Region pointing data
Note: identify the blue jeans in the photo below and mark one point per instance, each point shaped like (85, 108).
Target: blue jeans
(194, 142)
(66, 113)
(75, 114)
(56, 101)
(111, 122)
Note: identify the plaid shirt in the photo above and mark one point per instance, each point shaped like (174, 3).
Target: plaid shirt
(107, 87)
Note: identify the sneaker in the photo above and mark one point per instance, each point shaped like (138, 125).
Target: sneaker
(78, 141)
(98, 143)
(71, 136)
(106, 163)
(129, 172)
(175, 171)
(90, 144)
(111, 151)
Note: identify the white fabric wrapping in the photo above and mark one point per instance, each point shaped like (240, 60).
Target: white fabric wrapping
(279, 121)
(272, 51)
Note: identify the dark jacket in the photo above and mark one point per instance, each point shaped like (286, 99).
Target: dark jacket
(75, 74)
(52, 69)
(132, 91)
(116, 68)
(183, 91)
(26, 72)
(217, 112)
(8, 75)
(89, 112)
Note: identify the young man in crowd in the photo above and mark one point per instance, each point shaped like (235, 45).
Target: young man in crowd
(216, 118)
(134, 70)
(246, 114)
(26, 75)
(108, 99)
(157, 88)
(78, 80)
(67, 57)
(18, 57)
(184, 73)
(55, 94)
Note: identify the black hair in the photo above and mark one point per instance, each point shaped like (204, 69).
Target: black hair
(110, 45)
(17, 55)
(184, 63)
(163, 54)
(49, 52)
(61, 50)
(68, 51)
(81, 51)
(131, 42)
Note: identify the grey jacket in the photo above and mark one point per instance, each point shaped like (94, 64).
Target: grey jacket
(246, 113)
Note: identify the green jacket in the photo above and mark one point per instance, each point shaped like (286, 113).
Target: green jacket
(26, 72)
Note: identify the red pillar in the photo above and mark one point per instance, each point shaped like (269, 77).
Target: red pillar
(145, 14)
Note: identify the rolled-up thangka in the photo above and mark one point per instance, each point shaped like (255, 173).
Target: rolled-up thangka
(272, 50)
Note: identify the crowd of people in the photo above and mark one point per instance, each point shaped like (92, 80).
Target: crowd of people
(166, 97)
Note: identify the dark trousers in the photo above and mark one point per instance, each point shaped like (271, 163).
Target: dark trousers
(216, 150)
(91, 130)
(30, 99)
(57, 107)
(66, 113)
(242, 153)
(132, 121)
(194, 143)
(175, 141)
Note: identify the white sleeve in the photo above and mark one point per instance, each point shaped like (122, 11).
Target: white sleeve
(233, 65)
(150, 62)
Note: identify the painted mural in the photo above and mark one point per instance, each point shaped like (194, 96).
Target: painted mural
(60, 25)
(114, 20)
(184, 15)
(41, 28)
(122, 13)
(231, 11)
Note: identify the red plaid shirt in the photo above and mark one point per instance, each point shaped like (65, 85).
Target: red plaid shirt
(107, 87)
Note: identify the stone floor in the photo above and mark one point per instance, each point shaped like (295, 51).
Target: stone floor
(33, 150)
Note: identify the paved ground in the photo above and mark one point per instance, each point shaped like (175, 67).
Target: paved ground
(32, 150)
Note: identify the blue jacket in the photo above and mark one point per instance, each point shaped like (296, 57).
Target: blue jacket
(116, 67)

### YOUR INSTRUCTIONS
Print exactly the lines from the beginning of the entries through the line with "Note: identify the plaid". Output nothing more.

### SOLUTION TO THE PROBLEM
Note: identify the blue jeans in the photo below and mark one point per instance, each point shaped like (85, 108).
Target: blue jeans
(194, 142)
(66, 113)
(75, 114)
(56, 101)
(111, 122)
Note: identify the plaid shirt in the photo above and mark one point per instance, each point shaped like (174, 3).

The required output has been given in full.